Pour lire cet article sur le site de Médiapart.

Face à la banalisation du plagiat grâce à Internet, plusieurs universités françaises s’équipent actuellement de logiciels anti-copie pour détecter les tricheurs parmi leurs étudiants. « Avec le copier/coller, un étudiant peut aujourd’hui faire un mémoire en une demi-journée, si bien que les enseignants-chercheurs passent presque autant de temps à vérifier l’originalité des mémoires qu’à les lire », regrette Alain Milon, professeur de philosophie à l’université Paris-X Nanterre. Mais que se passe-t-il quand le plagiaire est lui-même un universitaire en poste ?

« Ces dernières années ont vu un nombre croissant de fraudes d’étudiants et de saisies des commissions disciplinaires, explique Hélène Maurel-Indart, qui, la première en France, a abordé ce sujet dans son livre Plagiat, les coulisses de l’écriture. En revanche, le plagiat commis par les universitaires eux-mêmes reste un tabou. » D’autant que « ce n’est pas le même niveau de gravité, car les enseignants sont censés véhiculer un certain rapport au savoir », remarque Simone Bonnafous, vice-présidente de la Conférence des présidents d’université (CPU) et présidente de l’Université Paris-Créteil, qui veut croire à des « cas exceptionnels ».

Pas étudié, le phénomène est difficile à quantifier. Hélène Maurel-Indart, professeur de littérature à l’université de Tours, suppute « une croissance, liée comme pour les étudiants aux nouvelles technologies, d’autant plus que l’évaluation des universitaires, qui se fait désormais en fonction du nombre de publications, crée une pression à la publication ». Selon une étude menée par Six Degrés (qui commercialise le principal logiciel anti-plagiat) et l’université de Lyon en 2007 auprès de 1219 personnes (pour la plupart en école d’ingénieur), quatre étudiants sur cinq déclarent avoir recours au copier-coller et neuf enseignants sur dix ont déjà été confrontés à cette pratique. Des chiffres qui plantent le décor mais ne disent rien sur l’ampleur de la pratique chez les universitaires eux-mêmes.

« En France, les tricheurs sont couverts par le silence parce que les juristes ont décidé qu’il ne fallait pas citer les noms des plagiaires, dit Michelle Bergadaà, professeur de marketing et communication à l’université de Genève, qui a créé en 2004 un site consacré au plagiat universitaire. De plus, les universités françaises ne font rien, souvent par peur de jeter un discrédit sur le département concerné, mais aussi parce qu’elles ne savent pas quoi faire face à un enseignant en poste. » Aucune des personnes interrogées n’a d’ailleurs souvenir d’un enseignant-chercheur sanctionné pour pillage. « Au scandale du plagiat s’ajoute celui de l’étouffement », estime un enseignant de l’université de Picardie, récemment confronté à cette situation dans son UFR Arts.

Las de batailler en vain au sein du département Hypermédias de l’université Paris-VIII contre l’inertie voire « la complicité » protégeant les auteurs de plagiats, Jean-Noël Darde, maître de conférences en sciences de l’information et de la communication, a lui créé son blog en décembre 2009. « Nous sommes passés des mémoires plagiats aux thèses plagiats », soupire-t-il. Il dénonce « le traitement a minima souvent mis en œuvre par les instances universitaires face aux thèses plagiats lorsque ces instances sont en situation de ne plus pouvoir les ignorer. »

(Étiquettes de points d’objets)
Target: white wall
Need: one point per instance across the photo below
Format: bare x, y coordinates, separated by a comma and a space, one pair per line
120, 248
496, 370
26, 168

Exercices |
1 - Les affirmations suivantes concordent-elles avec l’extrait sur le plagiat universitaire ? Répondez par oui ou non à chacune, en citant mot pour mot les termes décisifs. (a) L’étude de 2007 a été menée auprès de 1219 personnes. (b) Jean-Noël Darde a créé son blog en 2004. (c) Simone Bonnafous préside l’Université Paris-Créteil.
2 - Pouvez-vous recopier mot pour mot chacune des lignes des enregistrements ci-dessus, de la première à la dernière ?

Réponses aux exercices |
1 -
(a) Oui : « auprès de 1219 personnes »
(b) Non : « a lui créé son blog en décembre 2009 »
(c) Oui : « présidente de l’Université Paris-Créteil »

2 -
Target: white wall
Need: one point per instance across the photo below
Format: bare x, y coordinates, separated by a comma and a space, one pair per line
120, 248
496, 370
26, 168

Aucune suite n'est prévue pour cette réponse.